(Direction) Pick out each line in the records below that contains the word "hillside" and copy it out in full.

(Provided data)
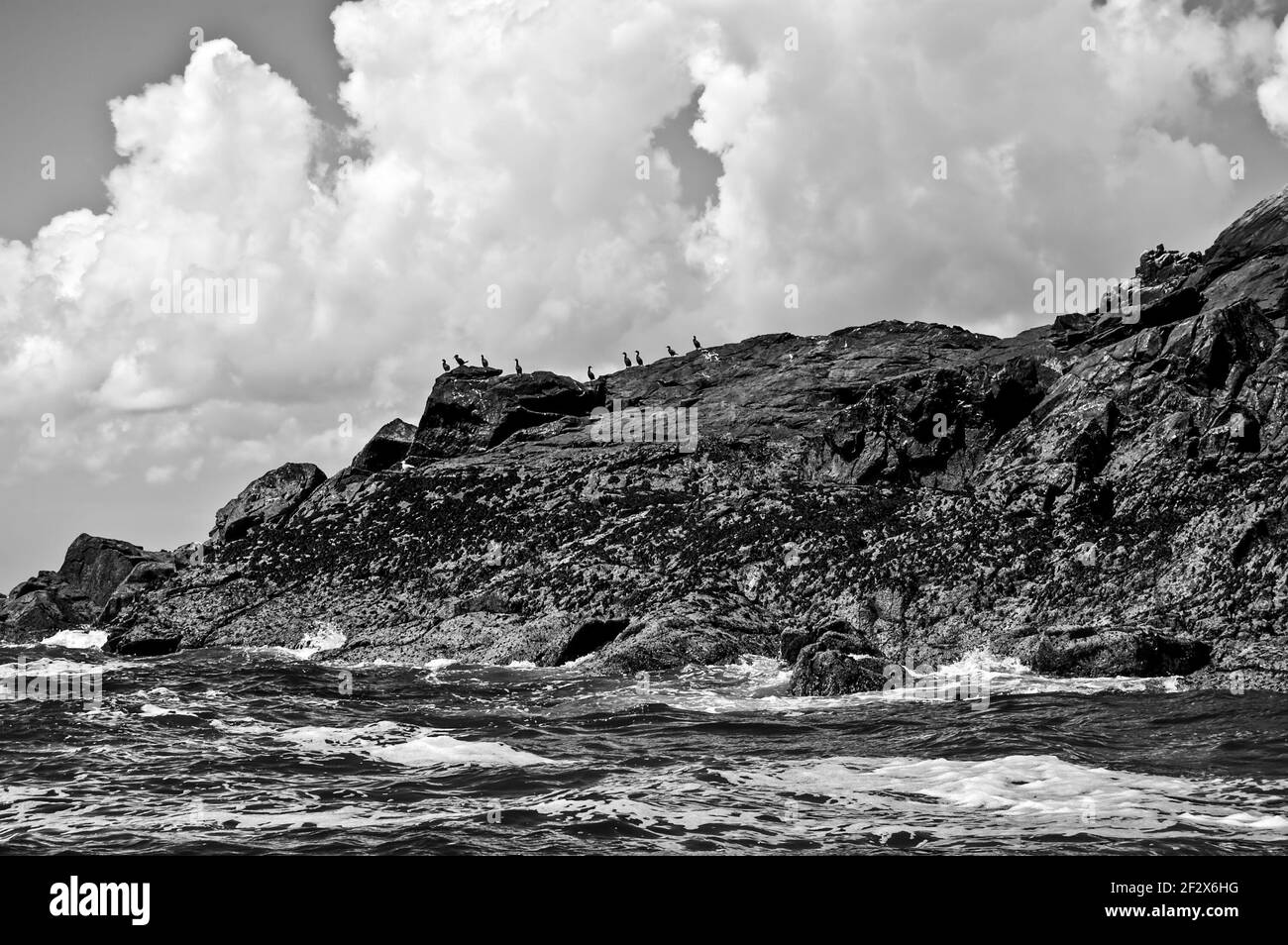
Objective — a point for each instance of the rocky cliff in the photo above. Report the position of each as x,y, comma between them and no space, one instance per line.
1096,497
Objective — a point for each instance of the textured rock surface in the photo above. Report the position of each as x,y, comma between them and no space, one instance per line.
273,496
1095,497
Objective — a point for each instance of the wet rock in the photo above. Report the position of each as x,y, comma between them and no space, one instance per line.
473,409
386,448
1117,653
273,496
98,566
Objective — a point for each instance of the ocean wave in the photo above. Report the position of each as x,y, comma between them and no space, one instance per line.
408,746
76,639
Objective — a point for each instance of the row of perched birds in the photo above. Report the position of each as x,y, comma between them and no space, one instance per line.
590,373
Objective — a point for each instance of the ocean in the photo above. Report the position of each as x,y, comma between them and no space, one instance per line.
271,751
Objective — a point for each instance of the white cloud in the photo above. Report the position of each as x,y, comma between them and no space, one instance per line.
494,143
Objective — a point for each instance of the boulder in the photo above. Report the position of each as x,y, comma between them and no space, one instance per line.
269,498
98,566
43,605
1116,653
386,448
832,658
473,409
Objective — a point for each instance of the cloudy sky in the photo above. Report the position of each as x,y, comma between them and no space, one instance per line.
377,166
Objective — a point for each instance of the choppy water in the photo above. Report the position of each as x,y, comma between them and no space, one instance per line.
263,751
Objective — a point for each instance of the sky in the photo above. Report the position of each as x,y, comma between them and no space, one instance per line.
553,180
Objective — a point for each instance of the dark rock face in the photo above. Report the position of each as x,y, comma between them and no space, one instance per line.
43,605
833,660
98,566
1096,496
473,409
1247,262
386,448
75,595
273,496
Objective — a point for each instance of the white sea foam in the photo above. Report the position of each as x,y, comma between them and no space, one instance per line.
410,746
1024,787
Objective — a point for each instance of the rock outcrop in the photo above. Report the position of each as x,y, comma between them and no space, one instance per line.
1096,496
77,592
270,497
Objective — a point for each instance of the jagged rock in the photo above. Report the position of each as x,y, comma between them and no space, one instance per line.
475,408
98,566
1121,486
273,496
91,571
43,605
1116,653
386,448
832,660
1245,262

==

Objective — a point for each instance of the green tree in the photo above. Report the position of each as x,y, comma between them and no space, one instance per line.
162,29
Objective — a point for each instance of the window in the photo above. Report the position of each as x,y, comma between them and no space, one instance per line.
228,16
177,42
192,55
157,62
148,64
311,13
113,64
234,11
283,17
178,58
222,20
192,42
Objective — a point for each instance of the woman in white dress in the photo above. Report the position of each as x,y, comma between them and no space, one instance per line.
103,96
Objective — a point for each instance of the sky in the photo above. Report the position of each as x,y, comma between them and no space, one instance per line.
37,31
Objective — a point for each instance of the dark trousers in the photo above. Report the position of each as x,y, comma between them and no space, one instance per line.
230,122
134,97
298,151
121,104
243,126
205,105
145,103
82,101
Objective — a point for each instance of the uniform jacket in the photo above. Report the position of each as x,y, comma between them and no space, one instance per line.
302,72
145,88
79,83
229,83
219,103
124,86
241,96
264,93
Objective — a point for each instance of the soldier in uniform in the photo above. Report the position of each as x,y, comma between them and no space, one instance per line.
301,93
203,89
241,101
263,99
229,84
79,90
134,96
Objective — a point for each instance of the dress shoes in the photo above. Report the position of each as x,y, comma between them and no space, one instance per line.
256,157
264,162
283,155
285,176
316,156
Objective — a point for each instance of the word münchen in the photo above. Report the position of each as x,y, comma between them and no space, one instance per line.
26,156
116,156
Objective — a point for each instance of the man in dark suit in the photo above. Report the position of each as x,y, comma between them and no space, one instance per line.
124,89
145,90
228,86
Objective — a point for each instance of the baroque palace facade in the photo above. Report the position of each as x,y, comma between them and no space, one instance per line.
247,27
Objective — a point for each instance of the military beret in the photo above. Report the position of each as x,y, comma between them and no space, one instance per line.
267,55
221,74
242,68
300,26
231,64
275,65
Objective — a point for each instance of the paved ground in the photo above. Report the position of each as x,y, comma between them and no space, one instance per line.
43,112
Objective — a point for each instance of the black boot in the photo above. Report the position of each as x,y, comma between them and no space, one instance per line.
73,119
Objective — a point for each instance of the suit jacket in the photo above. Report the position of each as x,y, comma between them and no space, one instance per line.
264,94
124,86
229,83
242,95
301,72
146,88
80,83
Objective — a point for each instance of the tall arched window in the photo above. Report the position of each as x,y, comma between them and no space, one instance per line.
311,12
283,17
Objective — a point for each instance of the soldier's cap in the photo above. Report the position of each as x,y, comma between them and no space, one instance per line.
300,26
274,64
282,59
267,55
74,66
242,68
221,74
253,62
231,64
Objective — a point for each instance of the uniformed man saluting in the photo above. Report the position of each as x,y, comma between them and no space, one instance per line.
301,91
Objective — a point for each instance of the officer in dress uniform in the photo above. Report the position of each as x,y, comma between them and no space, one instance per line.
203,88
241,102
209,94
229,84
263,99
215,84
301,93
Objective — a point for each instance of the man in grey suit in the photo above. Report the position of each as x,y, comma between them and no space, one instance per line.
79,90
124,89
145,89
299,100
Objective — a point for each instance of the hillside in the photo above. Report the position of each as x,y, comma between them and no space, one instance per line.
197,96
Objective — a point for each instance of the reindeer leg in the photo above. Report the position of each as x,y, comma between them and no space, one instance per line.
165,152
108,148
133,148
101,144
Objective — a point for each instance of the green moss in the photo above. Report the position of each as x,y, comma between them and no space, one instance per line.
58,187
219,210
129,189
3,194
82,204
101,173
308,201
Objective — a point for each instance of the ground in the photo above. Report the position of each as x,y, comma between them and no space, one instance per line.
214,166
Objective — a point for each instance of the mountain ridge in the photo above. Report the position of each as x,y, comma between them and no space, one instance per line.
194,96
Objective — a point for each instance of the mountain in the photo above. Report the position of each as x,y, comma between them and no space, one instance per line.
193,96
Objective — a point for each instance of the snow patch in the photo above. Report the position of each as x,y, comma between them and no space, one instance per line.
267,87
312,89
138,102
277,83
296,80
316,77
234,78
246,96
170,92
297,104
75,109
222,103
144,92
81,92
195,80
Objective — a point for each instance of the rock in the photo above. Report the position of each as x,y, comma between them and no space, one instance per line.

==

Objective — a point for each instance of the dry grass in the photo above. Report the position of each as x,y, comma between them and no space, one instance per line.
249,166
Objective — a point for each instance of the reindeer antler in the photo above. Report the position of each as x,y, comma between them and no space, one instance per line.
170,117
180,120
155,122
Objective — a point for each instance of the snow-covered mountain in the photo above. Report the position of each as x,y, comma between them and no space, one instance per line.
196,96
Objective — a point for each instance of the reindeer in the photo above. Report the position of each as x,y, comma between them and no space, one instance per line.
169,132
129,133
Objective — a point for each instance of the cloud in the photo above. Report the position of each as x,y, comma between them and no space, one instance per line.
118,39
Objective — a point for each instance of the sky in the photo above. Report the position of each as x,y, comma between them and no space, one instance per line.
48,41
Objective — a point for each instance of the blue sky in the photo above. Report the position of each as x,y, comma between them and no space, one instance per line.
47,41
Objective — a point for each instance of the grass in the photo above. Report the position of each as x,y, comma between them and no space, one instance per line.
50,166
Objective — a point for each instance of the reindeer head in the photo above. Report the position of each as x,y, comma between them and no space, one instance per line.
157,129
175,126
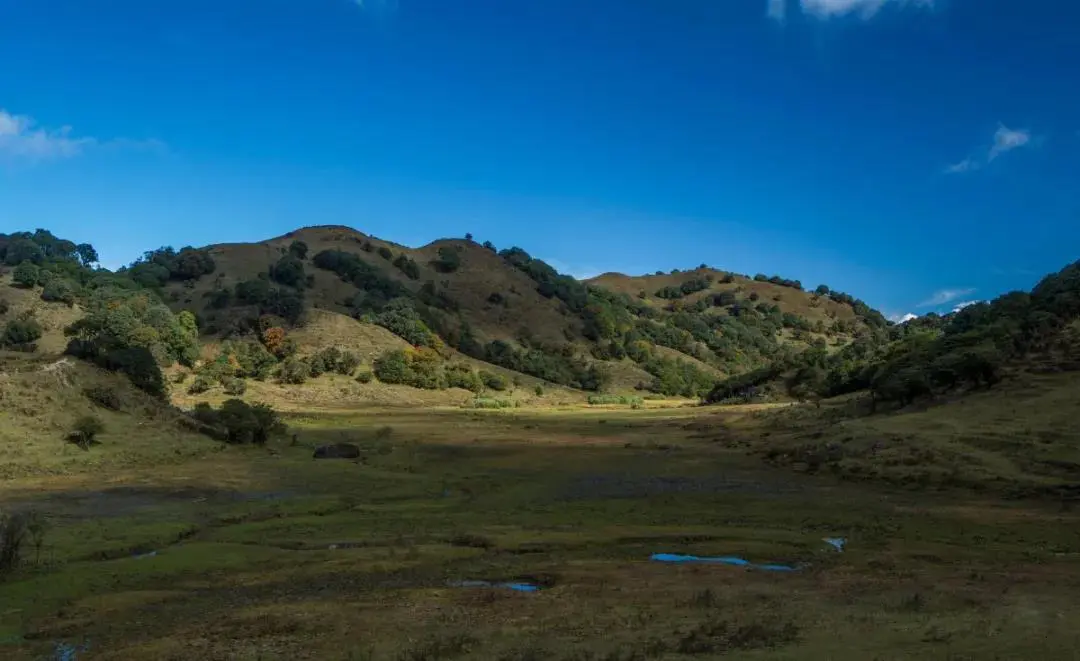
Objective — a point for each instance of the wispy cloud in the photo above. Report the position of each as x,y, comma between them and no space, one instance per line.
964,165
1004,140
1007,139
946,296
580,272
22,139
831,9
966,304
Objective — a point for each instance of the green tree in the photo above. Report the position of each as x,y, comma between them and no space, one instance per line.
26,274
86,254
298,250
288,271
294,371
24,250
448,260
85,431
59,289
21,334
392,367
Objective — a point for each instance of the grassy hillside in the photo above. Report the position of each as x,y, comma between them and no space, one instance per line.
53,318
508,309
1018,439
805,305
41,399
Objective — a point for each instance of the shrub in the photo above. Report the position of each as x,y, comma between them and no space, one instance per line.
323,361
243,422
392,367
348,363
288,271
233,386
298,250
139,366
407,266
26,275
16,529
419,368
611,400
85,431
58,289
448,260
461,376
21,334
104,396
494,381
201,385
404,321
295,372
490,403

(Exercise output)
Objective — a point for each instance of the hillside in the photo above. Report the position of each as x,y, comma between them and no space, one instance per line.
Objective — a point for each instance of the grassy hillside in the photo above. Report the position of each as x,y, comma between them and no space, one instance per line.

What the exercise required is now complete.